What is required> Could you print the lines below word for word, without changing anything?

[Stored data]
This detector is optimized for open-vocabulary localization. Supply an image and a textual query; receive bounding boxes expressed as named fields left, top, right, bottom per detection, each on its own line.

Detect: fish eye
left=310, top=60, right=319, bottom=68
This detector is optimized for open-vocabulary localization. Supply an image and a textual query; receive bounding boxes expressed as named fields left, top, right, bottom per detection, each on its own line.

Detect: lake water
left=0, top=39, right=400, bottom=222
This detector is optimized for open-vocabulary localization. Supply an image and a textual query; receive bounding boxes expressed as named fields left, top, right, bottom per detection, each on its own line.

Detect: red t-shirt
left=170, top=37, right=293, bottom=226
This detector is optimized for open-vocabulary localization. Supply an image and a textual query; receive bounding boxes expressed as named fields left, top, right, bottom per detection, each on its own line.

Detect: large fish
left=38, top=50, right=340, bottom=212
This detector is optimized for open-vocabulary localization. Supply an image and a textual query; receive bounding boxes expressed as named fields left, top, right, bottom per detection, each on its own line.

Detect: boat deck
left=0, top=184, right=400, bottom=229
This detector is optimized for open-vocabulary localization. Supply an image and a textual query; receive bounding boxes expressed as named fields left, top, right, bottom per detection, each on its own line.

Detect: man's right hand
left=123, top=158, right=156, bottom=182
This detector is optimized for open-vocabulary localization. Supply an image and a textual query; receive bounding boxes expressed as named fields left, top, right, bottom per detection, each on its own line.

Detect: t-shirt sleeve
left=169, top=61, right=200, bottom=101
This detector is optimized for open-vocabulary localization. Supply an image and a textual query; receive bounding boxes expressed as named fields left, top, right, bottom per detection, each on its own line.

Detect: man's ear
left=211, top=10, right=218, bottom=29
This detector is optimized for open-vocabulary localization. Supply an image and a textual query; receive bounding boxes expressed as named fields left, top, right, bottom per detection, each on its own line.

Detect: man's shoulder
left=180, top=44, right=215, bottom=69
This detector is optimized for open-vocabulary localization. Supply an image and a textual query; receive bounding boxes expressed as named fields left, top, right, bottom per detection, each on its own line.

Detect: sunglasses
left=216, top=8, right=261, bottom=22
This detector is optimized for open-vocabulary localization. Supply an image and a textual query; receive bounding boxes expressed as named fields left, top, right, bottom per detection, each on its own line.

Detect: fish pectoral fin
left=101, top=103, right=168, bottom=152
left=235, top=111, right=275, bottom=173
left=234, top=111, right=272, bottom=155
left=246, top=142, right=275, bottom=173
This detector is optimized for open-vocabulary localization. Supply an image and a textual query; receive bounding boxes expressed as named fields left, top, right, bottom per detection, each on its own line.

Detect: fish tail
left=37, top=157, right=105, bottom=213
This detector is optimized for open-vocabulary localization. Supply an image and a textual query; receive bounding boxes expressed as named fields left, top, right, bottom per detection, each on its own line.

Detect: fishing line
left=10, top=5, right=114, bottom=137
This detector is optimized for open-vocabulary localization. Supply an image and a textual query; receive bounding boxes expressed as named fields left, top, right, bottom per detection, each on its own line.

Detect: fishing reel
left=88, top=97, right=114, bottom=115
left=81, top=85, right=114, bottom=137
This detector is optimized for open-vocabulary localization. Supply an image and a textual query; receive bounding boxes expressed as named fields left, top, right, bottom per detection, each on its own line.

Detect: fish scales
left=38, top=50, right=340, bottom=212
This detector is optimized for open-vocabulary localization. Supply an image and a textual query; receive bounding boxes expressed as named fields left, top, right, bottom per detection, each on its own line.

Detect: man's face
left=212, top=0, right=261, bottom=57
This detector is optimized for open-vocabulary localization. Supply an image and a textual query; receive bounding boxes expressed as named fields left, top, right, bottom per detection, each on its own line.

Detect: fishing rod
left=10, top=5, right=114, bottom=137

Result for this exercise>
This detector is optimized for open-vocabulary localization. Supply an image and a textual query; receive bounding boxes expressed as named fields left, top, right, bottom per detection, each on its own line.

Detect: fish eye
left=310, top=60, right=319, bottom=68
This detector is optimized for open-vocabulary localization. Supply an image and a textual query; receive bounding boxes expressed as named fields left, top, right, bottom per detection, each on its own line.

Detect: lake water
left=0, top=39, right=400, bottom=222
This detector is optimized for open-vocabulary localization. Supply an image and a textual query; receive bounding boxes expressed as named fields left, top, right, bottom per detection, each on its own line.

Detect: red t-shirt
left=170, top=37, right=293, bottom=226
This detector is optimized for open-vocabulary localization. Supply an image and a textual query; receive bounding boxes expressed as named fields left, top, right, bottom per detection, each on its own line.

Detect: large fish
left=38, top=50, right=340, bottom=212
This detector is optimized for open-vocabulary localization. Supply an image and a textual query; receive bounding boxes expressed as named fields left, top, right, bottom per detection, each on its own line.

Detect: boat deck
left=0, top=184, right=400, bottom=229
This detector is optimized for open-vocabulary localization. Supply an image and a textual query; receive bounding boxes expressed as named fields left, top, right, bottom per detection, each on its own line.

Detect: man's right hand
left=123, top=158, right=156, bottom=182
This detector is optimized for open-vocabulary localization. Supply an image and a textual query; receive bounding boxes expressed as named fields left, top, right, bottom per detection, each on its own line.

Detect: t-shirt sleeve
left=169, top=61, right=200, bottom=101
This detector is optimized for open-vocabulary localization. Supply an image and a textual query; receive bounding boxes expressed as named fields left, top, right, bottom per detection, each on its own line.

Detect: man's ear
left=211, top=10, right=218, bottom=29
This detector is optimized for open-vocabulary localization. Supply an image and a textual query; receive bounding boxes expressed as named fields left, top, right, bottom per detection, each on its own line.

Detect: man's shoulder
left=180, top=44, right=215, bottom=69
This detector is optimized for open-vocabulary localization. Supply an image and a textual query; receive bounding boxes expressed as named fields left, top, right, bottom per detection, each on its own line.

Detect: sunglasses
left=216, top=8, right=261, bottom=22
This detector is optimized for open-vocabulary localization. Supply an image and a textual query; receive bounding boxes expressed as named fields left, top, right, bottom per detection, each on its own line.

Detect: fish pectoral fin
left=101, top=103, right=168, bottom=152
left=235, top=111, right=275, bottom=173
left=234, top=111, right=272, bottom=155
left=246, top=142, right=275, bottom=173
This detector is optimized for open-vocabulary localization. Supply an image and a textual query; receive bounding boxes expressed as named fields left, top, right, bottom per detection, each on its own line.

Detect: fish tail
left=37, top=157, right=105, bottom=213
This detector is optimized for open-vocabulary localization. Supply an image and a textual query; receive bounding boxes expressed as named fields left, top, right, bottom per detection, each on its own line.

Detect: fishing line
left=10, top=5, right=114, bottom=137
This detector is optimized for open-vocabulary localization. Supply an image and a textual query; receive bounding boxes expressed as named fields left, top, right, bottom per detection, each on its own line.

Detect: fishing reel
left=88, top=97, right=114, bottom=115
left=81, top=85, right=114, bottom=137
This detector is optimized for open-vocabulary localization. Supply an image and a textual query; receive bounding boxes expressed as named fields left, top, right, bottom per detection, each on its own line.

Detect: fish scales
left=38, top=50, right=340, bottom=212
This detector is optimized for open-vocabulary localization. Supply an image and a textual query; receive bounding boxes expressed as named fields left, top, right, bottom per detection, each on its own line.

Detect: man's face
left=212, top=0, right=261, bottom=57
This detector is optimized for open-vocabulary localization. Supply an image and a textual query; receive bounding boxes expressed as named fields left, top, right, bottom per detection, each on its own line.

Detect: fishing rod
left=10, top=5, right=114, bottom=137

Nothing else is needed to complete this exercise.